» **Task to complete**:
Replace "red roof" with "gray roof" in the lines running from the one that contains "[point] house with" through the end of the records, and output only those lines with nothing else altered.

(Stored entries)
(begin)

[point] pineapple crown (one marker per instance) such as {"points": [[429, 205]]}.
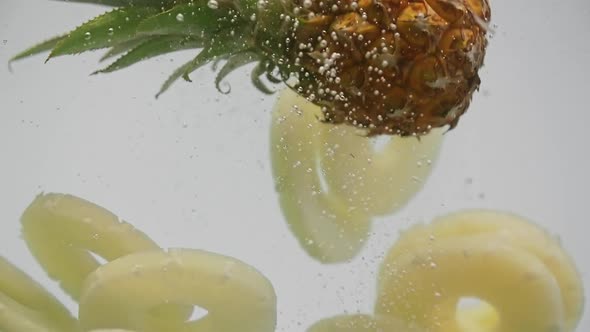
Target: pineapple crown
{"points": [[237, 31]]}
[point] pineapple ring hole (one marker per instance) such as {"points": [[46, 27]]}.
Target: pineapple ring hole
{"points": [[476, 313]]}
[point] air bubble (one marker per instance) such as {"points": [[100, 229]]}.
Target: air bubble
{"points": [[213, 4]]}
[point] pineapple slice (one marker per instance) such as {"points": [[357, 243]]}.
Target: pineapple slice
{"points": [[326, 227], [61, 231], [382, 180], [360, 323], [517, 268], [26, 306], [123, 292], [331, 215]]}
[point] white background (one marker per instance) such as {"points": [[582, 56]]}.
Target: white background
{"points": [[192, 168]]}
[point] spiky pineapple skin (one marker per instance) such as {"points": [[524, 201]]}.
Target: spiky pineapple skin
{"points": [[397, 67]]}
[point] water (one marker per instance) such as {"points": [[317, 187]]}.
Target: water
{"points": [[192, 169]]}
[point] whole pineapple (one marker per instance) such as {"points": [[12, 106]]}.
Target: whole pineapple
{"points": [[399, 67]]}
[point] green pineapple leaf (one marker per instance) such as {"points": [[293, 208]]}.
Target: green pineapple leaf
{"points": [[39, 48], [233, 63], [106, 30], [189, 19], [151, 48], [257, 72], [224, 43], [124, 47], [126, 3]]}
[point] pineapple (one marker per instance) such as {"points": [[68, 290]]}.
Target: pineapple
{"points": [[397, 67]]}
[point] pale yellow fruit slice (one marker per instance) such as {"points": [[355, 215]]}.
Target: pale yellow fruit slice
{"points": [[425, 284], [26, 306], [360, 323], [327, 228], [379, 181], [512, 230], [481, 318], [62, 230], [122, 293]]}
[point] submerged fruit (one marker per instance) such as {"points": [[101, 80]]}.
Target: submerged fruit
{"points": [[529, 282], [399, 67], [331, 182]]}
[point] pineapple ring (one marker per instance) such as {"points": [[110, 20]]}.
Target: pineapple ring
{"points": [[535, 286], [325, 226], [61, 231], [26, 306], [481, 319], [122, 293], [511, 229]]}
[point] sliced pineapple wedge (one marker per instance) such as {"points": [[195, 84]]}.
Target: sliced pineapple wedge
{"points": [[525, 276], [26, 306], [122, 293], [379, 179], [63, 230], [360, 323], [326, 227]]}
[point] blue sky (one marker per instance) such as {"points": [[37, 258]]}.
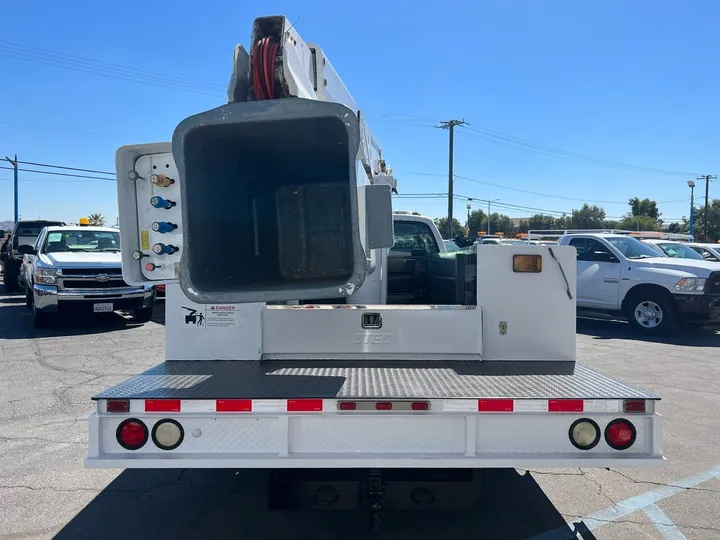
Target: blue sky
{"points": [[629, 82]]}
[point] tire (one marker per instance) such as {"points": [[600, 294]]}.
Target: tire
{"points": [[11, 272], [28, 298], [650, 313], [143, 315]]}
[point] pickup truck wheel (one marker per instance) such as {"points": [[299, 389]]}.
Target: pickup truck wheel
{"points": [[143, 315], [650, 314], [11, 272], [28, 297]]}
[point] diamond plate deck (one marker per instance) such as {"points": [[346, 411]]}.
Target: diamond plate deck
{"points": [[377, 379]]}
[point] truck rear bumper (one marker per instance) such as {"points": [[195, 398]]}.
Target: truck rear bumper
{"points": [[374, 440], [377, 414], [47, 298]]}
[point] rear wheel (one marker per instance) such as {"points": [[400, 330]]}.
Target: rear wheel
{"points": [[11, 271], [143, 315], [28, 297], [650, 313]]}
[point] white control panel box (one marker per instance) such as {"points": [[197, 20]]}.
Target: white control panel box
{"points": [[150, 213]]}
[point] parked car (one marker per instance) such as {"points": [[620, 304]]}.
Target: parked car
{"points": [[79, 268], [620, 274], [24, 233], [709, 252]]}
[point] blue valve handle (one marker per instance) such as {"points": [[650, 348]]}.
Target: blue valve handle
{"points": [[162, 249], [163, 227], [159, 202]]}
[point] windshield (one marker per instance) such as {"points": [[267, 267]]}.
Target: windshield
{"points": [[33, 228], [414, 236], [680, 251], [632, 248], [81, 240]]}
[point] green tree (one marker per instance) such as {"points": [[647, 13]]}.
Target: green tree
{"points": [[442, 225], [588, 217], [644, 207], [476, 223], [638, 223], [713, 222], [96, 219]]}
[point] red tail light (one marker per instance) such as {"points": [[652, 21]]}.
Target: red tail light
{"points": [[131, 434], [620, 434], [304, 405]]}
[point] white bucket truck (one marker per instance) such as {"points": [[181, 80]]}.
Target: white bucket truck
{"points": [[270, 217]]}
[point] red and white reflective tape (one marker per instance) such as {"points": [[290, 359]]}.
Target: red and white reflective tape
{"points": [[532, 405], [334, 405], [229, 405]]}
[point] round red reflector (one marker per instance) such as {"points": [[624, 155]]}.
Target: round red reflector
{"points": [[132, 434], [620, 434]]}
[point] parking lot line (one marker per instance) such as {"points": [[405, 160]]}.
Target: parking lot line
{"points": [[628, 506], [663, 523]]}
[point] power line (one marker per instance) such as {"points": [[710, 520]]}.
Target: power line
{"points": [[500, 186], [511, 141], [117, 71], [62, 174], [66, 168], [105, 69], [558, 152]]}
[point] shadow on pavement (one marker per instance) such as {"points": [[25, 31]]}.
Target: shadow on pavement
{"points": [[230, 504], [686, 336]]}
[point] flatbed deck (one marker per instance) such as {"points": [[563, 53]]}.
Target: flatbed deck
{"points": [[225, 379]]}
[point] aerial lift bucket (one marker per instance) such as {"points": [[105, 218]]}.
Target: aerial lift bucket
{"points": [[269, 202]]}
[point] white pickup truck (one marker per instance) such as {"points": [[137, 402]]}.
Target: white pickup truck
{"points": [[618, 273]]}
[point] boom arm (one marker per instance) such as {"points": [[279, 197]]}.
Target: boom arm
{"points": [[301, 70]]}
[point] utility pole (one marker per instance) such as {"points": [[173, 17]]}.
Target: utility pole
{"points": [[691, 184], [489, 203], [450, 125], [14, 164], [707, 179]]}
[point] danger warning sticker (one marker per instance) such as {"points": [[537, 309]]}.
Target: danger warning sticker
{"points": [[221, 316], [217, 316]]}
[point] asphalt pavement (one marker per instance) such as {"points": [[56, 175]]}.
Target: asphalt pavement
{"points": [[48, 376]]}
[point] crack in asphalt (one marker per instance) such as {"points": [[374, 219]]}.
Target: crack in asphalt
{"points": [[662, 484], [107, 489]]}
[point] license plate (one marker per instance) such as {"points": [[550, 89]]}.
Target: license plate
{"points": [[102, 308]]}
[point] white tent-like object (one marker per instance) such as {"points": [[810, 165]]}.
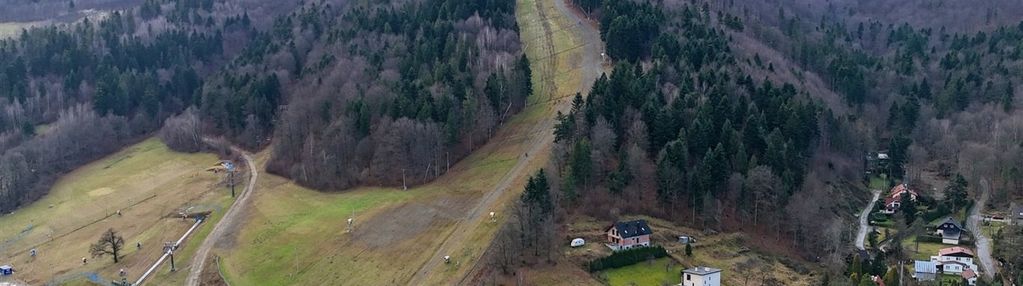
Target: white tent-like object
{"points": [[578, 242]]}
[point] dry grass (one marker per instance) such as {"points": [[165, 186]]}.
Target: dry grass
{"points": [[147, 182], [294, 235], [727, 251]]}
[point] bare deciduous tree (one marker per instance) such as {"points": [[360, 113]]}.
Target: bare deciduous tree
{"points": [[109, 243]]}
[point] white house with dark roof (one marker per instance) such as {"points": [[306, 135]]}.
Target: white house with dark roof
{"points": [[954, 259], [1016, 216], [626, 235], [701, 276]]}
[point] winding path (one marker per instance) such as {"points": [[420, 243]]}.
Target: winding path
{"points": [[983, 242], [230, 218], [864, 219], [541, 136]]}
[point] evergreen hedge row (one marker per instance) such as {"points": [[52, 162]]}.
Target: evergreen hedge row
{"points": [[627, 257]]}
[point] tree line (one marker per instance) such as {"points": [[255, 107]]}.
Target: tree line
{"points": [[372, 93], [73, 93]]}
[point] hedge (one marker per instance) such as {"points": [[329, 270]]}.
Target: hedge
{"points": [[627, 257]]}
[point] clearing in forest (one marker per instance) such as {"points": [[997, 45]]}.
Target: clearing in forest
{"points": [[296, 236], [148, 183]]}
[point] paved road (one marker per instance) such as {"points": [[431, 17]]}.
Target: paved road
{"points": [[230, 218], [864, 226], [541, 135], [983, 242]]}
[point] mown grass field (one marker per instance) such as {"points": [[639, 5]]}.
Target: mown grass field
{"points": [[296, 236], [658, 272], [12, 29], [924, 250], [879, 183], [146, 181]]}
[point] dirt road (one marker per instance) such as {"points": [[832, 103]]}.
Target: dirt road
{"points": [[983, 242], [864, 226], [589, 67], [230, 218]]}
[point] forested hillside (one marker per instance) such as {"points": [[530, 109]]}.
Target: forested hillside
{"points": [[680, 131], [943, 94], [350, 93], [73, 93], [372, 93]]}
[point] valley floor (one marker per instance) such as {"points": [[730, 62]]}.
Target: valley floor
{"points": [[146, 182], [295, 236]]}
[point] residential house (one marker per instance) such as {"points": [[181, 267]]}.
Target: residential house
{"points": [[970, 276], [702, 276], [625, 235], [949, 230], [894, 198], [1017, 216], [954, 260], [925, 270]]}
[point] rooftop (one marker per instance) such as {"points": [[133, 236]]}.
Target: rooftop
{"points": [[968, 274], [702, 271], [632, 229], [954, 250]]}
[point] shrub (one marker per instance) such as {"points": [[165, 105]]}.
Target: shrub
{"points": [[928, 239], [627, 257]]}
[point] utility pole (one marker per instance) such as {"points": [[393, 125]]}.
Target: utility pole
{"points": [[169, 249], [231, 175], [124, 279], [900, 272]]}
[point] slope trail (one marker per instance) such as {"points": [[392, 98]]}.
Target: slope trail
{"points": [[230, 219], [589, 66]]}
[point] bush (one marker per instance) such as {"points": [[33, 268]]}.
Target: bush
{"points": [[627, 257], [183, 133], [940, 211], [928, 239]]}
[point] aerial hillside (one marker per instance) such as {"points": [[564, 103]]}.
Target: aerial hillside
{"points": [[383, 94], [131, 69]]}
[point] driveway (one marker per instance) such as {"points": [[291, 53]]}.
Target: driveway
{"points": [[983, 242], [864, 226]]}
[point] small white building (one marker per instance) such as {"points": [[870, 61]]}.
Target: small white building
{"points": [[702, 276]]}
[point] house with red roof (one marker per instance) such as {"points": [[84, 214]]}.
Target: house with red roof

(end)

» **Complete response**:
[point] house with gray roof (one marker per instance) such as {"points": [[84, 214]]}.
Target: house with gray roof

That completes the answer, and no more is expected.